Description of the task | Turn the data into a numbered list, starting with the first line and going on through the line that contains "421L1080 415L1069 417L1065", leaving out any blank lines.

Stored data entries |
┌────────
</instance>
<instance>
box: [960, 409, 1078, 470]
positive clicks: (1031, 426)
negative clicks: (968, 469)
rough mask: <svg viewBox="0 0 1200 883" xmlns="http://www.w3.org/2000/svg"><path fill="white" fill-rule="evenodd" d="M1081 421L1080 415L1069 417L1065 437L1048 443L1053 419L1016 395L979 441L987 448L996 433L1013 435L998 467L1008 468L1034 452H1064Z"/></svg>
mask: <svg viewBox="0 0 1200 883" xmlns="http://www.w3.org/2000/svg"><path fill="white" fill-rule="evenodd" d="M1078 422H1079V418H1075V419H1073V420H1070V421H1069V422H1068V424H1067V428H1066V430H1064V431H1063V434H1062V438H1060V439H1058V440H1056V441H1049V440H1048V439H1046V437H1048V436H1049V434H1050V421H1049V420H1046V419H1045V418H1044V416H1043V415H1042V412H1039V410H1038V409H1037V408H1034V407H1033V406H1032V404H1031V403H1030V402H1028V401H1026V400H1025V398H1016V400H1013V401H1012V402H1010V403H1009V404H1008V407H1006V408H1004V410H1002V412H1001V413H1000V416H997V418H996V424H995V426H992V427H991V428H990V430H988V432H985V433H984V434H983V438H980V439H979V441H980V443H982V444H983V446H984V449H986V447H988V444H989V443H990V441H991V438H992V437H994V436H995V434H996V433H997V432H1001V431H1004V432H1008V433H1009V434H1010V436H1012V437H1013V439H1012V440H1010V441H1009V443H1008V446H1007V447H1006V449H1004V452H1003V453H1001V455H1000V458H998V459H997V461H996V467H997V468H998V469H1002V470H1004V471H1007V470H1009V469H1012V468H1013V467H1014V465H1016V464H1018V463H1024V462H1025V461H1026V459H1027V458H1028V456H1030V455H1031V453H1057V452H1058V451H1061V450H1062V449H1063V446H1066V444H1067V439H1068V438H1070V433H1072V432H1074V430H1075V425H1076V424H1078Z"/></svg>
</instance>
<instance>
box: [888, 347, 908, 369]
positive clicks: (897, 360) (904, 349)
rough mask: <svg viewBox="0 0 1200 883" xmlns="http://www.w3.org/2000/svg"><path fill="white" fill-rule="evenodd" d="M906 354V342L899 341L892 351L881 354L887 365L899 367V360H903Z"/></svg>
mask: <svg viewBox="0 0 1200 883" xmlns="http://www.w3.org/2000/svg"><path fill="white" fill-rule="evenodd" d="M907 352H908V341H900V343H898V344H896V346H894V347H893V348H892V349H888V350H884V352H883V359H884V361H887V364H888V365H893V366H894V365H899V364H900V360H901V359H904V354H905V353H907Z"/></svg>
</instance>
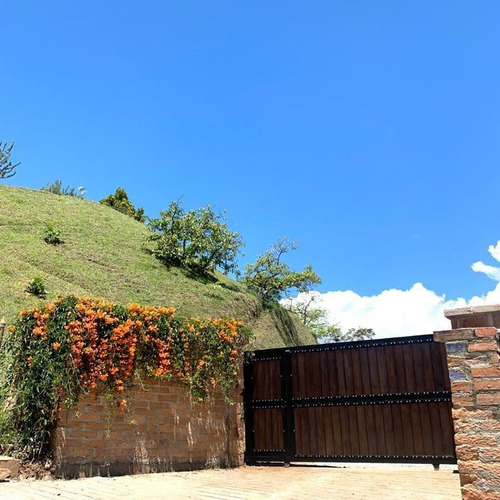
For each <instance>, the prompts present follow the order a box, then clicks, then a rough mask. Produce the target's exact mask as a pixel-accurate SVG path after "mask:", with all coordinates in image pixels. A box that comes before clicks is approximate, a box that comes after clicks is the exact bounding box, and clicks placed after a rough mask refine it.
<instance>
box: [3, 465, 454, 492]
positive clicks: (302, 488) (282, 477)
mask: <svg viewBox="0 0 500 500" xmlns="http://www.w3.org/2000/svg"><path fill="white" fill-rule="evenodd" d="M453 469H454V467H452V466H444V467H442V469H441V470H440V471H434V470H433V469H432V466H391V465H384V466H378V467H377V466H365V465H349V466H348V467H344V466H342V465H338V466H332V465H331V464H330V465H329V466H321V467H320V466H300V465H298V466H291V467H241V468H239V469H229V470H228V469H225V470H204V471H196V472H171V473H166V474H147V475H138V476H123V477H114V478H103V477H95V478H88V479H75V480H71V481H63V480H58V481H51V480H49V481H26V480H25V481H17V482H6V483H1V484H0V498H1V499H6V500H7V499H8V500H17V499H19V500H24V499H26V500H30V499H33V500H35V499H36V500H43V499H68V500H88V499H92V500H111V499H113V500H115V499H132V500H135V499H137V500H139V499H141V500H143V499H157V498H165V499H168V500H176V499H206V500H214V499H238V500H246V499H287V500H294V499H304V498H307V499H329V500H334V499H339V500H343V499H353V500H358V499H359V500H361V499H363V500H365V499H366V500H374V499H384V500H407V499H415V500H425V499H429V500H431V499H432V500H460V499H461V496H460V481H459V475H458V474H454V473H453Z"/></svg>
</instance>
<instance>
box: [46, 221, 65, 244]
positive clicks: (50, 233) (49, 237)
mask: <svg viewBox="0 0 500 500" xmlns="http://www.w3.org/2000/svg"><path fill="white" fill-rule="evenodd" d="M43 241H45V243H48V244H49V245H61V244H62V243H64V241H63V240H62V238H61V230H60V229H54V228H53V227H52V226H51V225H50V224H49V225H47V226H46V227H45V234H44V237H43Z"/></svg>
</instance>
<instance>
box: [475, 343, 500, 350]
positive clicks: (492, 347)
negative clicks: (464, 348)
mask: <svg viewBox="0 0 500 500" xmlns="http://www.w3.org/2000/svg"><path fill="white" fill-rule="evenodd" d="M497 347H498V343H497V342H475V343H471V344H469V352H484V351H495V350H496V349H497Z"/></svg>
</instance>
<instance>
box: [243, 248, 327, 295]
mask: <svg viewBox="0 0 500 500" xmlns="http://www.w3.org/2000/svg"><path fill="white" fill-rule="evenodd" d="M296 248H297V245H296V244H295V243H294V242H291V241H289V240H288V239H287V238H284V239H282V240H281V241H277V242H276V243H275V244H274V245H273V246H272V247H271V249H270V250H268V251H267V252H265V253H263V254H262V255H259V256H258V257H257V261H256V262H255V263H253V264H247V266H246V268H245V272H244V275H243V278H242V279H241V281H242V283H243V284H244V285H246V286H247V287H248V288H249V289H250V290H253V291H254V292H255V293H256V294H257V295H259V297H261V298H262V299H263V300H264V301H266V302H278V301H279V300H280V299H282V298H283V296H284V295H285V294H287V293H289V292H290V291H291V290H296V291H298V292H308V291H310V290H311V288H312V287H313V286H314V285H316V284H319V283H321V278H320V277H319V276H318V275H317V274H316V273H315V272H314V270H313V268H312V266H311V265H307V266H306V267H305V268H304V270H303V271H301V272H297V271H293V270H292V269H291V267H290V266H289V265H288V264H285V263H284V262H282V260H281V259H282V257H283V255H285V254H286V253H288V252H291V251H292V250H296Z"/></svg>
└────────
Exercise response |
1. </instance>
2. <instance>
3. box: [960, 409, 1078, 470]
4. positive clicks: (1031, 426)
5. negative clicks: (968, 469)
6. rough mask: <svg viewBox="0 0 1200 883" xmlns="http://www.w3.org/2000/svg"><path fill="white" fill-rule="evenodd" d="M1081 421L1080 415L1069 417L1065 437L1048 443L1053 419L1016 395L979 441L987 448L996 433L1013 435L998 467L1008 468L1034 452H1064Z"/></svg>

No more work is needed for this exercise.